Leo Van der Elst (born 7 January 1962) is a Belgian retired footballer who played mainly as a defensive midfielder.

He amassed Belgian Pro League totals of 406 games and 67 goals over the course of 15 seasons, mainly in representation of Antwerp, Club Brugge and Genk. His older brother, François, was also a professional footballer, and both were Belgian internationals.

Football career
Van der Elst was born in Opwijk. During his career he played for Royal Antwerp FC, Club Brugge KV (where he often partnered namesake Franky, contributing with five goals in 30 games to the conquest of the 1987–88 edition of the Belgian First Division A), FC Metz, RKC Waalwijk, R. Charleroi SC, K.R.C. Genk and V.C. Eendracht Aalst 2002, retiring in 1995 at 33; subsequently, he began a coaching career.

++++++

Set of tasks:
A. Name every club the Leo Van der Elst article says he played for during his career.
B. Please write out the Leo Van der Elst article from "Leo Van der" up to and including "a coaching career.".
C. In what town was Leo Van der Elst born, according to the article?

Supplied information:
++++++

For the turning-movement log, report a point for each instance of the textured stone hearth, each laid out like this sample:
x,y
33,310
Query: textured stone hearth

++++++

Exercise results:
A. Royal Antwerp FC, Club Brugge KV, FC Metz, RKC Waalwijk, R. Charleroi SC, K.R.C. Genk, V.C. Eendracht Aalst 2002

B.
Leo Van der Elst (born 7 January 1962) is a Belgian retired footballer who played mainly as a defensive midfielder.

He amassed Belgian Pro League totals of 406 games and 67 goals over the course of 15 seasons, mainly in representation of Antwerp, Club Brugge and Genk. His older brother, François, was also a professional footballer, and both were Belgian internationals.

Football career
Van der Elst was born in Opwijk. During his career he played for Royal Antwerp FC, Club Brugge KV (where he often partnered namesake Franky, contributing with five goals in 30 games to the conquest of the 1987–88 edition of the Belgian First Division A), FC Metz, RKC Waalwijk, R. Charleroi SC, K.R.C. Genk and V.C. Eendracht Aalst 2002, retiring in 1995 at 33; subsequently, he began a coaching career.

C. Opwijk